*Study text*
It feels as though the entire cybersecurity community is holding its breath, waiting to see what happens in the hackbot space. There are more questions than answers, and more hype than truth. At Ethiack, one of our core values is transparency - so I'm going to try to give it to you straight in this blog.

Many experts are currently preaching that fully autonomous hackbots will never exist, that advancements in AI will simply provide more intelligent tooling, but will always require human intervention for guidance and key decision making. At Ethiack, we’ve never really held on to this belief. And recently we’ve been able to show why.

You see, the deeper we've gone into producing our hackbot - the Hackian - the more we've been able to strip away the layers of human intervention, allowing us to create a system that is increasingly intelligent and autonomous. The models are getting smarter, for sure, but the real advancements have been in figuring out the best way to "wrap" the LLMs with the most efficient processes and architecture.

At the moment, AI powered hacking tools are split into two categories.

One category is practical, and already profitable for many companies. These are tools that help humans move faster, they are narrowly scoped automation that reliably finds bugs in specific contexts. The most popular example right now is probably Burp AI. Portswigger basically added a bunch of AI-enhanced features to their flagship intercept proxy tool (Burp Suite) which augment efficiency for processes that would otherwise be performed manually. The actions that these tools take are heavily guided by a human.

The other category is more ambitious: fully autonomous AI pentesters that can roam a complex environment, chain findings into impact, and produce high confidence reports with almost no human help.

Both categories are moving quickly, probably more quickly than you think, but not without hiccups. The gap is not so much in the model intelligence, but in everything else surrounding it: tooling, verification, environment context, and operational constraints. Despite all the marketing claims you see on X, everyone you see in this space is still in the early days of innovation. Major breakthroughs are still happening regularly, and the way these cutting-edge tools look now will feel rudimentary in 12 months.

This post is a pragmatic snapshot of where things stand right now: what classes of vulnerabilities are being found without human intervention, what it costs to run, which missing components matter most and whether bigger models alone will solve it.

An overview of AI pentesting tooling types

People say “AI pentesting” like it is one thing. It is not. You can break the space into four buckets, each with very different capabilities.

Copilots

This is the most mature bucket. The model sits beside a human analyst and helps with tasks like:

Interpreting tool output
Generating payload variations
Writing scripts
Summarizing attack paths and writing reports
Explaining why a finding matters

PentestGPT is a canonical example: it uses an LLM to guide the penetration test process through multiple stages and modules, explicitly aiming to reduce context loss and keep an overall plan coherent. Copilots are useful because they do not need full autonomy. They just need a human to provide environment context, judgment, and safety.

Agents

Here the model can run commands, call tools, parse results, and iterate. This includes:

Web interaction agents (browsers, API calls)
Tool calling agents that run security tools and interpret results
Small team style agent setups (planner, executor, verifier)

This is where most “agentic pentest” demos live. It is also where things break in unpredictable ways when the environment is messy or the task has a long horizon.

Cyber Reasoning Systems (CRS)

Items from a dataset:
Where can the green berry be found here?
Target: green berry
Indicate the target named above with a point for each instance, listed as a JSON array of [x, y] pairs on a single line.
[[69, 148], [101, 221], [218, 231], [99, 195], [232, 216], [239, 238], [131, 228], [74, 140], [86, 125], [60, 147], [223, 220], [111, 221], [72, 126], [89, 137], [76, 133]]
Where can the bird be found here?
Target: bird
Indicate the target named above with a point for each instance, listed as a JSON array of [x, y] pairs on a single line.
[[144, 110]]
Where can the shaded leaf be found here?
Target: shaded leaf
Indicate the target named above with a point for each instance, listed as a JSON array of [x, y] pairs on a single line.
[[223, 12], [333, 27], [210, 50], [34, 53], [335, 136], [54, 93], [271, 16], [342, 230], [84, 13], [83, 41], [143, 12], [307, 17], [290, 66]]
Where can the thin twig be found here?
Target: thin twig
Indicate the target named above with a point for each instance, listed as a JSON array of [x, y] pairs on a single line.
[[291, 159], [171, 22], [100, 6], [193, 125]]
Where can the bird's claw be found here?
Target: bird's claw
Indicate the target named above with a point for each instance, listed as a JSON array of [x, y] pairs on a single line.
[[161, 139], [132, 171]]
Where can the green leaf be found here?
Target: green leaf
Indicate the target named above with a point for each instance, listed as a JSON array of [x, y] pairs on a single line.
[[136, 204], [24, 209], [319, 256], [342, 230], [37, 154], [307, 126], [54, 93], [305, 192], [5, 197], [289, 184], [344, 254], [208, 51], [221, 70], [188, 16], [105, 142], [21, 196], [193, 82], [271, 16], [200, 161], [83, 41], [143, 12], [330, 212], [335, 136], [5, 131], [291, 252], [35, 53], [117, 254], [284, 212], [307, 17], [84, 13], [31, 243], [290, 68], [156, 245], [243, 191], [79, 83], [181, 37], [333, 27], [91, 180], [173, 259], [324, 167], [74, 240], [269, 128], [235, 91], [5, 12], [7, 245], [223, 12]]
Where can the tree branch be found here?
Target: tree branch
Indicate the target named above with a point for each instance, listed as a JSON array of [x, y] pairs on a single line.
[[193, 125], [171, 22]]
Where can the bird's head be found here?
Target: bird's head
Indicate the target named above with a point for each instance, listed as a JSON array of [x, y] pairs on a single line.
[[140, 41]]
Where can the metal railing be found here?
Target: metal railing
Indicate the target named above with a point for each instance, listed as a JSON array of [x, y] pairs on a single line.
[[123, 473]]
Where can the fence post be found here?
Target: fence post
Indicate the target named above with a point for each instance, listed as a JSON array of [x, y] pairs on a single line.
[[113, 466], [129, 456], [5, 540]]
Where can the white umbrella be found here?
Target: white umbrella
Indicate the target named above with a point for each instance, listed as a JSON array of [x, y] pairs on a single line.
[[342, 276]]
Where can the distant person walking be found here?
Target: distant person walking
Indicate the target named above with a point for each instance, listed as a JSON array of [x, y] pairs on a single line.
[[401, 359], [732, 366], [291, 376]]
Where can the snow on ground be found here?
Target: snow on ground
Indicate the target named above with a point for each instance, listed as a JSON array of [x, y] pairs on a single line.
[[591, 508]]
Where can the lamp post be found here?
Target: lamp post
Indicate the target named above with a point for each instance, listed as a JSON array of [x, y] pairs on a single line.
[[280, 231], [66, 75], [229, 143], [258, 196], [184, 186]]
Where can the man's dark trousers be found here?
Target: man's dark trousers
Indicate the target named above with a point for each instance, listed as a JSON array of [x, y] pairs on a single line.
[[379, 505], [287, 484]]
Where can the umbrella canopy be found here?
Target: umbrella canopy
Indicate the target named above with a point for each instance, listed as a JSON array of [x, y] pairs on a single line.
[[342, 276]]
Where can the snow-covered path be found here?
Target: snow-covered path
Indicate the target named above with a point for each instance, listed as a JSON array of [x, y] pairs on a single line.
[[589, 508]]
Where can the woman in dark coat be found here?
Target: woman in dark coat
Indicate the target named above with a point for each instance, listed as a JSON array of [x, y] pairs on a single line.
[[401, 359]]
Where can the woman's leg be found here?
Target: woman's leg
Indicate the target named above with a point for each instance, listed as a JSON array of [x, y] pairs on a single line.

*Exercise 1*
Quote the stretch of the AI pentesting article from "It feels as" through "in this blog.".
*Exercise 2*
Answer these questions from the AI pentesting article:
(a) What does the article call probably the most popular current example of tools that help humans move faster?
(b) Into how many buckets does the article break the AI pentesting space?
(c) Which tool does the article present as a canonical example of a copilot?
The listing has no connection to the AI pentesting article.

*Response box 1*
It feels as though the entire cybersecurity community is holding its breath, waiting to see what happens in the hackbot space. There are more questions than answers, and more hype than truth. At Ethiack, one of our core values is transparency - so I'm going to try to give it to you straight in this blog.

*Response box 2*
(a) Burp AI
(b) Four
(c) PentestGPT